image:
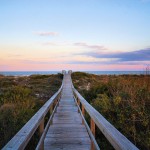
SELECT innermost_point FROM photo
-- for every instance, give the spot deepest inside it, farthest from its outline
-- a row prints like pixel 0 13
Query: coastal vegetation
pixel 20 98
pixel 124 100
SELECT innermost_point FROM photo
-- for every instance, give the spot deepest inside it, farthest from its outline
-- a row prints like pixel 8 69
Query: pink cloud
pixel 97 47
pixel 46 33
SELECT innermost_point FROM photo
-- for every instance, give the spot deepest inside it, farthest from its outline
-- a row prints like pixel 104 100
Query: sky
pixel 81 35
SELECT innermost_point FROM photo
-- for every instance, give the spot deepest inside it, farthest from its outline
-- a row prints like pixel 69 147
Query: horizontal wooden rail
pixel 96 147
pixel 21 139
pixel 117 140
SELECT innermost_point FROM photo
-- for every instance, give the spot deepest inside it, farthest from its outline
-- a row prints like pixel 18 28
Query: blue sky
pixel 74 34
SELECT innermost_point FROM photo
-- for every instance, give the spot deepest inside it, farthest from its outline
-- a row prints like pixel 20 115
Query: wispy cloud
pixel 138 55
pixel 96 47
pixel 46 33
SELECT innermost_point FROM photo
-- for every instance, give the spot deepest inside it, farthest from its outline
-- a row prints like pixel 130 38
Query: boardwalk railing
pixel 22 138
pixel 116 139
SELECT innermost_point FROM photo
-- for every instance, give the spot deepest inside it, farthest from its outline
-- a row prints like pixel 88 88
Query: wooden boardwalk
pixel 67 131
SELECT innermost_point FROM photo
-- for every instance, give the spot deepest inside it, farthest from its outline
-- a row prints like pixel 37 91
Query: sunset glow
pixel 78 35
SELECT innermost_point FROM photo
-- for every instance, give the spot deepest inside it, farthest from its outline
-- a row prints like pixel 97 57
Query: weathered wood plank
pixel 67 147
pixel 67 131
pixel 117 140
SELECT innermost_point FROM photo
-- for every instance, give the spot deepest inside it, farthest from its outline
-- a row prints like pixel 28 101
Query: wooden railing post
pixel 83 113
pixel 41 127
pixel 78 105
pixel 93 132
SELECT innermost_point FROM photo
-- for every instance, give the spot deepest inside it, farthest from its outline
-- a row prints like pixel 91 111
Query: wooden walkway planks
pixel 67 131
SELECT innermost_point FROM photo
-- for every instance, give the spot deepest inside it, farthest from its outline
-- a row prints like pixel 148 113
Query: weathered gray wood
pixel 67 147
pixel 67 131
pixel 117 140
pixel 21 139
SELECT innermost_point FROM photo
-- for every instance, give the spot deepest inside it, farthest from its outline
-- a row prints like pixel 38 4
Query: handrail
pixel 117 140
pixel 96 147
pixel 21 139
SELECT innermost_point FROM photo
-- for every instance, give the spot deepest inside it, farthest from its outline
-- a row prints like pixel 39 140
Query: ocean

────────

▶ PROBLEM TO SOLVE: An exact reproduction of the data is needed, with no pictures included.

▶ SOLUTION:
image:
SELECT innermost_point FROM photo
-- for every instance, give the spot deepest inside it, farthest from its outline
-- a row prints like pixel 0 13
Query: coastal vegetation
pixel 20 98
pixel 124 100
SELECT innermost_point FROM photo
-- for every instance, give the spot deepest inside it, farthest from its outline
-- a row prints like pixel 8 69
Query: pink cloud
pixel 97 47
pixel 46 33
SELECT innermost_point FROM photo
-- for every instance, give the spot deepest inside it, farthest from its outline
-- a row prints like pixel 104 100
Query: sky
pixel 81 35
SELECT innermost_point FROM photo
-- for every instance, give the spot deepest inside it, farthest from its outline
-- a row prints like pixel 69 147
Query: horizontal wooden rail
pixel 96 147
pixel 21 139
pixel 117 140
SELECT innermost_point FROM photo
-- for every instance, give the spot deepest inside it, farthest from its outline
-- a row prints like pixel 18 28
Query: blue sky
pixel 74 34
SELECT innermost_point FROM photo
-- for every instance, give the spot deepest inside it, farthest from its outline
-- a row prints like pixel 20 115
Query: wispy cloud
pixel 138 55
pixel 96 47
pixel 46 33
SELECT innermost_point FROM photo
-- for every instance, give the spot deepest inside it, farthest from its outline
-- a row prints like pixel 130 38
Query: boardwalk railing
pixel 22 138
pixel 116 139
SELECT innermost_point FROM photo
-- for every instance, give the spot deepest inside it, farthest from its outline
-- a row prints like pixel 88 88
Query: wooden boardwalk
pixel 67 131
SELECT innermost_point FROM photo
-- for every instance, give the spot deepest inside it, farthest from its outline
-- a row prints like pixel 37 91
Query: sunset glow
pixel 78 35
SELECT innermost_point FROM photo
-- for every instance, give the spot deepest inside it, farthest from its outline
-- a row prints like pixel 97 57
Query: weathered wood plank
pixel 67 147
pixel 67 131
pixel 117 140
SELECT innermost_point FROM photo
-- for every instance, give the spot deepest inside it, farthest from its outline
-- a row prints like pixel 28 101
Query: wooden railing post
pixel 83 113
pixel 41 127
pixel 78 105
pixel 93 132
SELECT innermost_point FROM photo
-- for every instance, give the spot deepest inside it, farthest from its outline
-- a row prints like pixel 91 111
Query: wooden walkway planks
pixel 67 131
SELECT innermost_point FROM photo
-- for every instance, give the spot deepest inside it, farthest from its outline
-- a row prints like pixel 148 113
Query: weathered gray wood
pixel 67 147
pixel 67 131
pixel 117 140
pixel 21 139
SELECT innermost_point FROM photo
-- for every instance, give the spot deepest inside it, farthest from its outline
-- a row prints like pixel 38 4
Query: handrail
pixel 117 140
pixel 96 147
pixel 21 139
SELECT innermost_point FROM photo
-- for every instance, give the spot deepest inside it, farthest from its outline
-- a row prints like pixel 39 140
Query: ocean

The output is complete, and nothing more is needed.